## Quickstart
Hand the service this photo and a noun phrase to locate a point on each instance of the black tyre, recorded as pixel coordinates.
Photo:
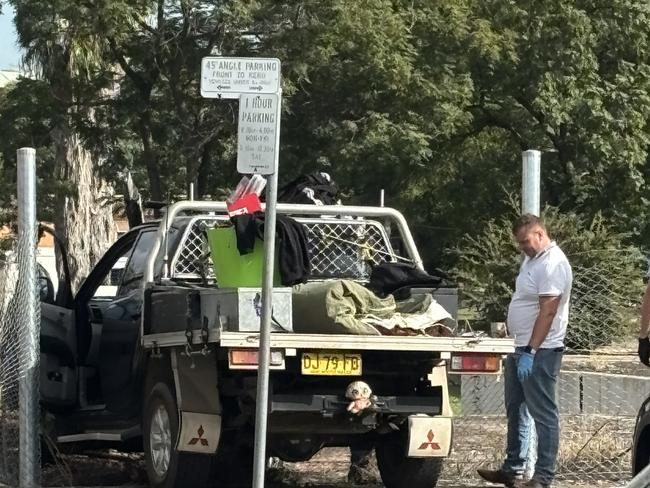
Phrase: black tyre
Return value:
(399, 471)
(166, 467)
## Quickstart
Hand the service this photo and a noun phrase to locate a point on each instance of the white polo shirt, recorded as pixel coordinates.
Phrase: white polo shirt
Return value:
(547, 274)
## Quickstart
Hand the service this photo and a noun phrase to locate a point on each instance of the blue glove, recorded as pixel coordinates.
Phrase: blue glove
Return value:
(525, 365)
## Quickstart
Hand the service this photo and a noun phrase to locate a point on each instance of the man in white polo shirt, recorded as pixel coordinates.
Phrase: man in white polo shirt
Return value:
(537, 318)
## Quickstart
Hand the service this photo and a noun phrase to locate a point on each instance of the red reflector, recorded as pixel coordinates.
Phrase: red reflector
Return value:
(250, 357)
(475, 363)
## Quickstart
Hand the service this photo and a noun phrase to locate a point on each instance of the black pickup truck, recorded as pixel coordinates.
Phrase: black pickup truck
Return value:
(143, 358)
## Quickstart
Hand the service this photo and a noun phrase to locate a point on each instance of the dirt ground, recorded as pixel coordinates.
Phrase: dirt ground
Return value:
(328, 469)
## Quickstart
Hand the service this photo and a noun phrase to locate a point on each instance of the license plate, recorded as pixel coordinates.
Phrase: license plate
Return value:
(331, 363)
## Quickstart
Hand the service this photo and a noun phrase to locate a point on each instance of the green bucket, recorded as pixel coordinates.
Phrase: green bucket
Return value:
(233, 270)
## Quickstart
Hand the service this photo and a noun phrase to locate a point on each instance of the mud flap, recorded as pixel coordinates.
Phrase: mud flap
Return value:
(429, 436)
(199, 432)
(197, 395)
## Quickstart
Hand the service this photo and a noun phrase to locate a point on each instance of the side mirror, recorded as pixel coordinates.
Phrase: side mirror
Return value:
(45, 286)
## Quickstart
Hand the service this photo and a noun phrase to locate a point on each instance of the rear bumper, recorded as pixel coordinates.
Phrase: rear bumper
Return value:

...

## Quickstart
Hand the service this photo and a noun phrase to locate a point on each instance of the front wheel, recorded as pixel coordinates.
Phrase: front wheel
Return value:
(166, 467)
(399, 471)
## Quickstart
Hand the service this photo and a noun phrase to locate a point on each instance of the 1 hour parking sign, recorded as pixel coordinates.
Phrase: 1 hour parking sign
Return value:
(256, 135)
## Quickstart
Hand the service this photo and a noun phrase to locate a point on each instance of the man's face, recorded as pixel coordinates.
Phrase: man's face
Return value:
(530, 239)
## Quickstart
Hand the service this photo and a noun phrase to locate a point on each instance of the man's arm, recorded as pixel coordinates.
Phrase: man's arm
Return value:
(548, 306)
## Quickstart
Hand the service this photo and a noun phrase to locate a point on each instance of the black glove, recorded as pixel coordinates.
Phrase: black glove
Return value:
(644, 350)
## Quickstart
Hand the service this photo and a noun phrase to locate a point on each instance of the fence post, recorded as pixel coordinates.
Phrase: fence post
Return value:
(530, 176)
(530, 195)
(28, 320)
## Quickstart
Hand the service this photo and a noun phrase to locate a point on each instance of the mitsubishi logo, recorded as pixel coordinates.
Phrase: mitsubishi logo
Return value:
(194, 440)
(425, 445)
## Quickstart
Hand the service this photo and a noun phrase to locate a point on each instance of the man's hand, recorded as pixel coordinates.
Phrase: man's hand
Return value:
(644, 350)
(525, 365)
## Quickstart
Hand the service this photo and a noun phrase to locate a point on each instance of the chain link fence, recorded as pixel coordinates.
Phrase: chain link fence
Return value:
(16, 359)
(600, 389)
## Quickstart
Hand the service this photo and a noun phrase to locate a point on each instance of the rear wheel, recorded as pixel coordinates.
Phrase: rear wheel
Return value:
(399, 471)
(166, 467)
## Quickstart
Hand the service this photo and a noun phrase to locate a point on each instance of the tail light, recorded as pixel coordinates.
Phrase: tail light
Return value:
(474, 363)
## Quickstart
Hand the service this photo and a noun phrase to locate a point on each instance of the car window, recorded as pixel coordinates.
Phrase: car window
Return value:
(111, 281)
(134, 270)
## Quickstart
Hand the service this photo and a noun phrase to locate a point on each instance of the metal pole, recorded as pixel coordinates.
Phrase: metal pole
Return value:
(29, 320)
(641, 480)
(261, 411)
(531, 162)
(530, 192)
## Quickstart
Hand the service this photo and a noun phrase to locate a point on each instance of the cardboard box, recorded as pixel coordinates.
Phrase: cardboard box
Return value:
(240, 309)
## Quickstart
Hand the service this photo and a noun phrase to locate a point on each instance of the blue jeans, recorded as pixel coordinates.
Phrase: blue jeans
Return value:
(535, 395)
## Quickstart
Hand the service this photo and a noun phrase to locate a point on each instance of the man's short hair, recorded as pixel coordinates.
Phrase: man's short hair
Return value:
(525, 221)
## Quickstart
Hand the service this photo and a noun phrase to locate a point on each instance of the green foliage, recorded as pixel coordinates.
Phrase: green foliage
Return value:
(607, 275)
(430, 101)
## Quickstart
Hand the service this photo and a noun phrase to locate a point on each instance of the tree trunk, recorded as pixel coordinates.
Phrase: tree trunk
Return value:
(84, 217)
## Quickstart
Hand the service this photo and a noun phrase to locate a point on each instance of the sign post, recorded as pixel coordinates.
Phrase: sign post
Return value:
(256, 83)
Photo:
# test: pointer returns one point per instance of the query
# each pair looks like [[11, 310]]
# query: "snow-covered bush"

# WHAT TO DO
Work out how many lines in the entries above include the word "reflector". Respond with only the number.

# ANSWER TO THIS TASK
2